* _Task directions_
Pull every "instance" line out of the data below.

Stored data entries

Content starts

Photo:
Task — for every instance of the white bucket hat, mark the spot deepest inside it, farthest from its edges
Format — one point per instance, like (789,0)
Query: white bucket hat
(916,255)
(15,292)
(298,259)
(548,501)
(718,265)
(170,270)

Content ends

* _Output_
Task — for every instance of the white bucket hat, mark the spot deepest inside it, farthest from its edges
Format — one point per instance, like (789,0)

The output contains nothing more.